[Annotated coordinate records]
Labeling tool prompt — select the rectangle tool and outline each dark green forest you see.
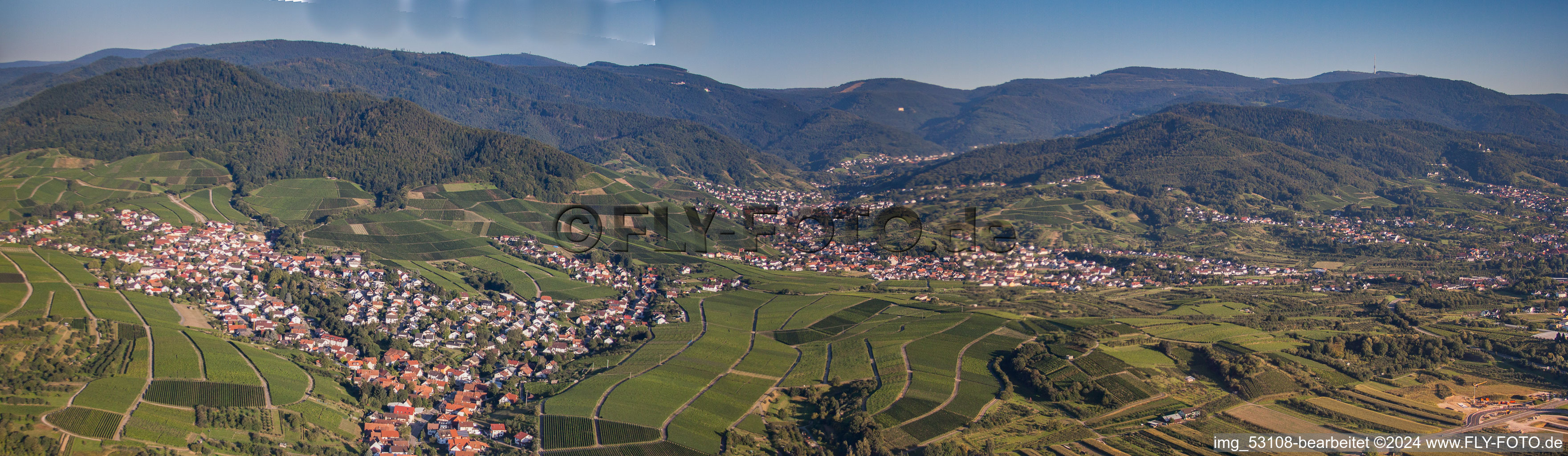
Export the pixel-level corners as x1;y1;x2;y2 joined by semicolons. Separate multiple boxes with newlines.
0;60;591;200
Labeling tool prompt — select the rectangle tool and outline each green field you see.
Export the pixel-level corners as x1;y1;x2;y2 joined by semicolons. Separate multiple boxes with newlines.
238;343;310;406
70;376;147;414
77;288;141;324
126;404;201;447
143;379;266;407
49;407;126;439
152;326;202;379
185;330;262;386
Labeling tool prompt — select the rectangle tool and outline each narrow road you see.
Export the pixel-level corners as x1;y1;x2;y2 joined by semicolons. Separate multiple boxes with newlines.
0;251;33;320
229;340;274;409
899;327;1002;429
659;299;759;439
30;249;99;346
1436;399;1568;434
110;292;154;440
168;194;207;224
593;298;707;426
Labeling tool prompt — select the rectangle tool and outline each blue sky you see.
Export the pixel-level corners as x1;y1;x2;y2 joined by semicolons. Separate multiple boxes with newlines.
0;0;1568;94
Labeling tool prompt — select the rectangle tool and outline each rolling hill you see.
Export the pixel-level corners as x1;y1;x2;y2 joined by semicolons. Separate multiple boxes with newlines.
1237;77;1568;146
0;60;591;200
883;103;1568;202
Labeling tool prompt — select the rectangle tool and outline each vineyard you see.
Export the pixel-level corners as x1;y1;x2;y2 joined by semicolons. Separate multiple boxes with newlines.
539;415;594;450
49;407;124;439
143;379;267;407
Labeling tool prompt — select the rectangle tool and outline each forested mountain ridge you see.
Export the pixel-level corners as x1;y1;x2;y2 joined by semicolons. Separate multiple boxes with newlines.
1237;77;1568;146
883;103;1568;202
0;60;591;200
886;113;1377;204
0;44;201;83
0;41;1568;170
1513;94;1568;116
0;41;800;188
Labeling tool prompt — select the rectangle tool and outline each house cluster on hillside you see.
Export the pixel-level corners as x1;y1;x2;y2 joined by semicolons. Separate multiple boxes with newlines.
8;210;621;456
0;210;99;240
828;152;953;175
741;241;1306;292
494;235;640;290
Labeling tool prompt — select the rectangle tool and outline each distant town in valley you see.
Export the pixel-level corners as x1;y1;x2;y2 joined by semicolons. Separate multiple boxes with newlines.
0;21;1568;456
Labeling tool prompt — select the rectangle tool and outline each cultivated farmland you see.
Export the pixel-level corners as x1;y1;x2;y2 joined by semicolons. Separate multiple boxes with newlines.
49;407;124;439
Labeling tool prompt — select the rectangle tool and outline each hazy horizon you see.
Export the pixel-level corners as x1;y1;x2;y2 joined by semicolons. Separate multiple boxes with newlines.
0;0;1568;94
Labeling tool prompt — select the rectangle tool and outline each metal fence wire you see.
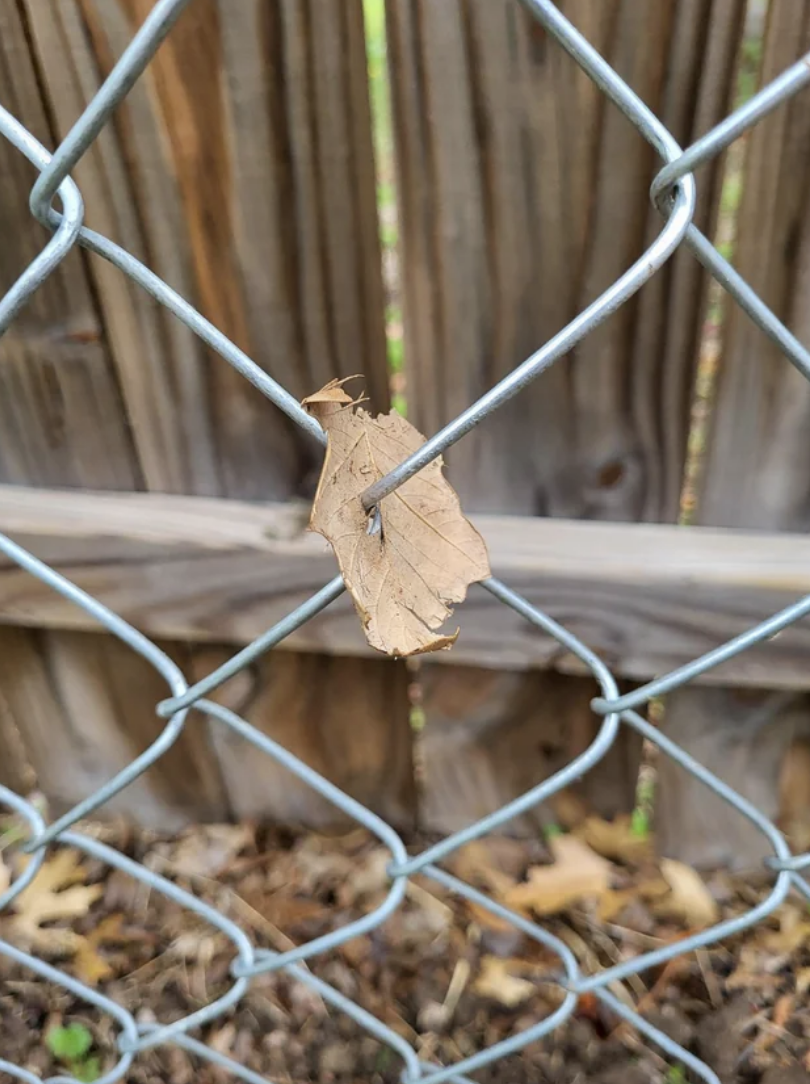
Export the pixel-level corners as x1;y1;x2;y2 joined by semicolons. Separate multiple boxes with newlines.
0;0;810;1084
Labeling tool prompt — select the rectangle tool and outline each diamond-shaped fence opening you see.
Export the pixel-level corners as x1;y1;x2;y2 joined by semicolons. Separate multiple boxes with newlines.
0;0;810;1084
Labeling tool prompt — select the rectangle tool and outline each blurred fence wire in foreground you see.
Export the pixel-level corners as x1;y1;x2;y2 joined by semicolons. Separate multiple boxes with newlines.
0;0;810;1084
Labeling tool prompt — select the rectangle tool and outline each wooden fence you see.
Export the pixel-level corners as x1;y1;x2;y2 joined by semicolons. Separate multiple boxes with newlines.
0;0;810;862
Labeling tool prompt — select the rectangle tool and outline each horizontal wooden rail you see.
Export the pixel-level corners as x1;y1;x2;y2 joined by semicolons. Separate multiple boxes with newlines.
0;486;810;688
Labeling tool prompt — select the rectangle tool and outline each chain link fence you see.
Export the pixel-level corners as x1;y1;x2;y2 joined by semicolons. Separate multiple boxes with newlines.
0;0;810;1084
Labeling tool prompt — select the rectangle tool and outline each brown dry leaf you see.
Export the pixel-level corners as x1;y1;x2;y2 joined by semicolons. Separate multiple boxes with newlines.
11;848;104;951
304;377;490;656
502;836;613;915
473;956;537;1008
796;967;810;997
74;915;130;986
574;815;653;864
165;824;256;877
654;859;720;930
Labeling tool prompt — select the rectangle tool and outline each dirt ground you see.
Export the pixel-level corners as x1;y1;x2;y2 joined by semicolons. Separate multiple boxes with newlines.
0;822;810;1084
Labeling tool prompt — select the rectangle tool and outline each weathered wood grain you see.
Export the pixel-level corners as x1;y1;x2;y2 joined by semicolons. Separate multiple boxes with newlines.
189;646;416;828
0;4;227;825
0;0;407;826
386;0;744;828
26;0;388;500
0;487;810;689
659;0;810;864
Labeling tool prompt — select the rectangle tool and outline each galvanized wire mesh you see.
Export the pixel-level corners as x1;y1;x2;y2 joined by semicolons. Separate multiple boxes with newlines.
0;0;810;1084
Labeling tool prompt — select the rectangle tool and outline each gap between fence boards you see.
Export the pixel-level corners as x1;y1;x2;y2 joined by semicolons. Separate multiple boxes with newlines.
0;486;810;688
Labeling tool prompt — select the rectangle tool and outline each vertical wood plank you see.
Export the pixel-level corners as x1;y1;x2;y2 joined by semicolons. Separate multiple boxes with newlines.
0;4;226;824
0;0;412;825
191;647;415;827
386;0;744;828
659;0;810;865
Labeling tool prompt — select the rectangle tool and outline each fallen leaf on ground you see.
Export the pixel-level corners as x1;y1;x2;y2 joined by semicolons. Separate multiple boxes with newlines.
11;848;104;951
654;859;720;929
574;816;653;863
450;839;515;896
502;836;613;915
303;380;490;656
473;956;537;1008
163;824;256;877
74;915;132;986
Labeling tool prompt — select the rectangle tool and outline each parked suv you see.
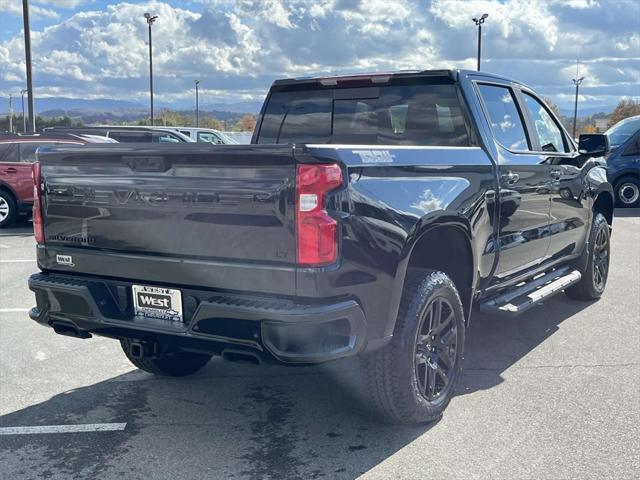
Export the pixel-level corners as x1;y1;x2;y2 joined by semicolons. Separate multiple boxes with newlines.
0;135;95;228
44;125;192;143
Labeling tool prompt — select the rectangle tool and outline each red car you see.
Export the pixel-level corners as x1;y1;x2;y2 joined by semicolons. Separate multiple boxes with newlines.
0;135;101;228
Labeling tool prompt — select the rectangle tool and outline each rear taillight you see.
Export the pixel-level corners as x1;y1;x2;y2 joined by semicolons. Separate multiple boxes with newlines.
296;164;342;266
31;162;44;243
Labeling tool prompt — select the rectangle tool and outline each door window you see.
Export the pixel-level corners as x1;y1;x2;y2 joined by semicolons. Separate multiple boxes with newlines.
20;143;41;163
151;132;180;143
198;132;224;145
523;92;568;152
478;84;530;151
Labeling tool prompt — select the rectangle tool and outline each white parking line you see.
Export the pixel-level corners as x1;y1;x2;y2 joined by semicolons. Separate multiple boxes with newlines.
0;423;127;435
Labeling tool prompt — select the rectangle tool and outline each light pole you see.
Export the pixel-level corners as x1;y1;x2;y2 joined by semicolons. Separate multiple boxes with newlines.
572;75;584;138
193;80;200;127
22;0;36;133
473;13;489;71
9;93;13;133
20;90;27;133
144;13;158;125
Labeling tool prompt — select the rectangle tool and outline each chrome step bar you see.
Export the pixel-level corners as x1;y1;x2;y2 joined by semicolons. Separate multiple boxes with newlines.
480;267;582;316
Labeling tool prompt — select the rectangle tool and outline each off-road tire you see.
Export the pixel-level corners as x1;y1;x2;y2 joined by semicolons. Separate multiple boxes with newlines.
0;190;18;228
359;270;465;424
120;338;212;377
565;213;611;301
613;175;640;208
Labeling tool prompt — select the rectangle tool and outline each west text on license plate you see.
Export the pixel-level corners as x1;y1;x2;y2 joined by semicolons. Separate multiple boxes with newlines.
131;285;183;322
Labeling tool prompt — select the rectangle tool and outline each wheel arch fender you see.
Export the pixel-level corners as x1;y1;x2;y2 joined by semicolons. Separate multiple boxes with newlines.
390;211;478;332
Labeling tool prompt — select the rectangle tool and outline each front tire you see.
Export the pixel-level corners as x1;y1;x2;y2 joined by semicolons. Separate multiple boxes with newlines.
120;338;212;377
361;271;465;424
565;213;611;301
0;190;18;228
614;176;640;207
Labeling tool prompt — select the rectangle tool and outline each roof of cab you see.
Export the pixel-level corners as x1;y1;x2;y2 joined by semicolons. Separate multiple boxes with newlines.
272;69;521;88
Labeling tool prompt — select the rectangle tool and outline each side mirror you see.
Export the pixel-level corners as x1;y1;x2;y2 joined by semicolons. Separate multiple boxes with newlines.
578;133;609;157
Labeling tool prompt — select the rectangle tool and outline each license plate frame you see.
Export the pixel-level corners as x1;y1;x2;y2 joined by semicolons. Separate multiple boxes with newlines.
131;285;184;323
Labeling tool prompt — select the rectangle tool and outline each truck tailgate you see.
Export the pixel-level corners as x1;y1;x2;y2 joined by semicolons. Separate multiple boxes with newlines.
39;144;295;293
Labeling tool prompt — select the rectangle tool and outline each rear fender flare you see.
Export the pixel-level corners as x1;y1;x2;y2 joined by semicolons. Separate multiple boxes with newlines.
387;211;478;335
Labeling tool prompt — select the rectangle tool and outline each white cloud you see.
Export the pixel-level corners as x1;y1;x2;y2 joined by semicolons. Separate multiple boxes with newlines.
0;0;60;19
34;0;91;8
0;0;640;109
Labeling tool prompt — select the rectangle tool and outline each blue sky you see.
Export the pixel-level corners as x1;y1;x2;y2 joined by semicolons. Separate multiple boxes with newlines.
0;0;640;108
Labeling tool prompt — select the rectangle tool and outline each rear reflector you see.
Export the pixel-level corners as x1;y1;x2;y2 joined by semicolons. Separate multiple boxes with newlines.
296;164;342;266
31;162;44;244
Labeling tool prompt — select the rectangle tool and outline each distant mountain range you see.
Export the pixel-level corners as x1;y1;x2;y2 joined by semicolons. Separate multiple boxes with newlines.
0;97;615;120
0;97;262;118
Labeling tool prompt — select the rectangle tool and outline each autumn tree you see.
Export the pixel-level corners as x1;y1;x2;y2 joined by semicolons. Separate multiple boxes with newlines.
607;98;640;127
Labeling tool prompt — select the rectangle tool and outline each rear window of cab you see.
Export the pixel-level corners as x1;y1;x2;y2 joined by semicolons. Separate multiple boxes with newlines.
257;83;470;146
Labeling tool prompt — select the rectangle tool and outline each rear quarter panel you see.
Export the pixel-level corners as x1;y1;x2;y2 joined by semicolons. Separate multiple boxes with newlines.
296;145;495;338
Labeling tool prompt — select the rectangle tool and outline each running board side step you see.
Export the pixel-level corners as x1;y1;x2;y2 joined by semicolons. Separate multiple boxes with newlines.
480;267;582;316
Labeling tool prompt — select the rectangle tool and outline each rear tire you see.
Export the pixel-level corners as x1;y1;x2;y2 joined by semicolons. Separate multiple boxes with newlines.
120;338;213;377
0;190;18;228
565;213;611;301
360;271;465;424
614;175;640;207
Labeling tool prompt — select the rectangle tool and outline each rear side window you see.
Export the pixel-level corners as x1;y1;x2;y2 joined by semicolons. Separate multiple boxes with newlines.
0;143;20;163
478;84;530;150
258;84;469;146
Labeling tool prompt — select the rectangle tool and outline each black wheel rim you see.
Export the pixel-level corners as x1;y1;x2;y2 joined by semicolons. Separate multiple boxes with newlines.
593;227;609;292
414;297;458;402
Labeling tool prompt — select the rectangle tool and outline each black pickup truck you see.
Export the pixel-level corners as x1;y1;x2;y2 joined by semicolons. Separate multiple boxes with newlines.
29;70;613;423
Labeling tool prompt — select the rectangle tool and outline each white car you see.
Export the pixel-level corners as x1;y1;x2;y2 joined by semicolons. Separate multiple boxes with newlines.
169;127;238;145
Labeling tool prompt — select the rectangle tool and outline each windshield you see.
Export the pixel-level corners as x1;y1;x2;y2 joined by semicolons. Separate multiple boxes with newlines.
604;116;640;147
258;83;469;146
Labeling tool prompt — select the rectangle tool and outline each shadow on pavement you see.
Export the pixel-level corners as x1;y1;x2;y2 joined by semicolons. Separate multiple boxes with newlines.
613;208;640;219
0;217;33;237
0;292;589;479
456;294;591;395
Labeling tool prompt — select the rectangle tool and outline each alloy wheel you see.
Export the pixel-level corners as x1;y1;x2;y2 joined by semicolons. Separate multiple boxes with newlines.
618;182;640;205
414;297;458;402
0;196;11;222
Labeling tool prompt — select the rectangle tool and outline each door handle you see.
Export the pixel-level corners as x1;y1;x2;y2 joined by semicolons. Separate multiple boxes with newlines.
500;172;520;185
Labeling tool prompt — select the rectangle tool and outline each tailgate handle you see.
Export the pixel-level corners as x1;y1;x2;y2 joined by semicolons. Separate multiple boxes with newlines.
122;156;170;172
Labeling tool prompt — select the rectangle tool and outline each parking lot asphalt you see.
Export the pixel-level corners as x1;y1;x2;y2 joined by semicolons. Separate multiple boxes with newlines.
0;209;640;479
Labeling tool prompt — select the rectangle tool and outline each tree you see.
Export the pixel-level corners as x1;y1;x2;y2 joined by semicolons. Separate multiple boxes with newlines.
607;98;640;127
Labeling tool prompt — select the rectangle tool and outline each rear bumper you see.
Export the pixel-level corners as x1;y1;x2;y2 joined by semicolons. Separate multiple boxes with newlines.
29;273;366;363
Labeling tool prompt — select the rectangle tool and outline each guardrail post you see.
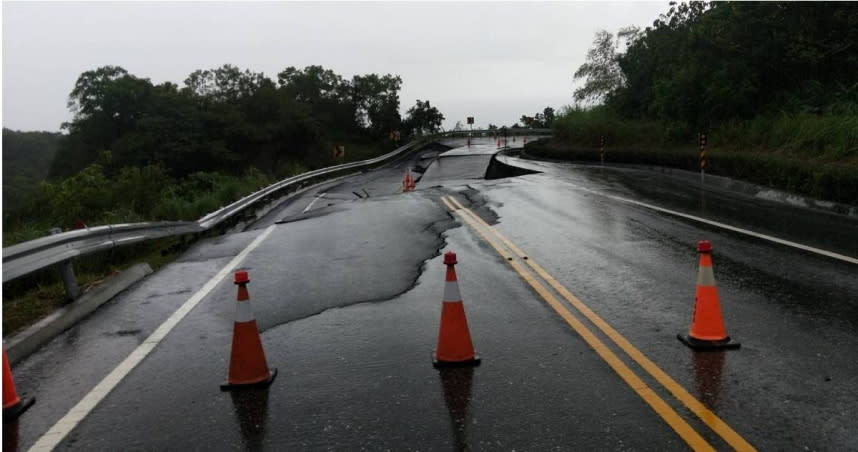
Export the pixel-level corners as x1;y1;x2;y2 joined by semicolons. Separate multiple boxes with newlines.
51;228;80;300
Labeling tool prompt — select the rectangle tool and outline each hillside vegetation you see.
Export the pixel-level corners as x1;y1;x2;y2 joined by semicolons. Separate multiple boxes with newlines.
540;2;858;204
3;65;444;246
3;127;63;210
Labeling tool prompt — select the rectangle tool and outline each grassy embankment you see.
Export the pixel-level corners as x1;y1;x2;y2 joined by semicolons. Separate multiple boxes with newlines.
3;142;393;337
526;109;858;205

== GOAL OF THE EXERCISE ==
In the records above, find the line containing "pavement you see.". Reproduce it and every line after it through the last line, omitting pictures.

== RESPONSE ==
Labeling tool prompt — select the rectangle tool and outline each shadow on pavement you see.
Export the pixel-level corners as x1;y1;x2;y2 joined by semicolons. Separate multiple boxes with newlines.
613;208;640;219
0;217;33;237
0;292;589;479
456;294;591;395
Labeling tool prompt — select the rectangle tool and outline each alloy wheel you see.
Export the pixel-level corners as x1;y1;x2;y2 joined by semicolons. Separate multiple boxes with newlines.
618;182;640;205
414;297;458;402
0;196;11;222
Labeling tool prompt — select the rectangle tool and outline each door handle you see.
Export the pixel-level corners as x1;y1;x2;y2 joined by semicolons. Separate multiple boxes with newlines.
500;172;520;185
Labeling tool prompt — select the rectangle tool and outline each tailgate handle you see.
Export the pixel-level corners as x1;y1;x2;y2 joined by semicolons. Separate multiple boxes with newlines.
122;156;170;172
Labeling tool prompt — select the rectangle tool and outline each parking lot asphalt you see.
Export the pixel-level corners as x1;y1;x2;y2 joined by semicolons. Separate multiple boxes with newlines.
0;209;640;479
Labeling tool prompt — select the rectangle tool and outline each tree you see.
Export the pixel-level corners as x1;y1;x2;y2 joined by semicolons. Separate multiple boxes with newlines.
607;98;640;127
Labeling tool prompt — select the rectangle tool and outline each rear bumper you see.
Export the pixel-level corners as x1;y1;x2;y2 joined by semicolons. Separate multiple boxes with newlines.
29;273;366;363
Labeling tool prompt — select the rectangle tool and outline each guardrail post you see.
Export the pixel-level corners as x1;y1;x2;y2 joined by semicolons. Separate multiple boxes with newlines.
51;228;80;300
Labeling tool prompt — select the rectangle tool and outline each hillside vegetation you see.
Export the pixel-level corners as x1;y1;x2;y2 joined by semicolons. Separate multiple boxes with newlines.
540;2;858;204
3;65;444;246
3;127;63;210
Labeling tool prompt — select the rectangle tool and outline each grassy embankment you see.
Export the pixel-level corners as x1;y1;x2;y2 joined by semicolons. Separate multiple boxes with newlines.
3;142;393;337
526;109;858;205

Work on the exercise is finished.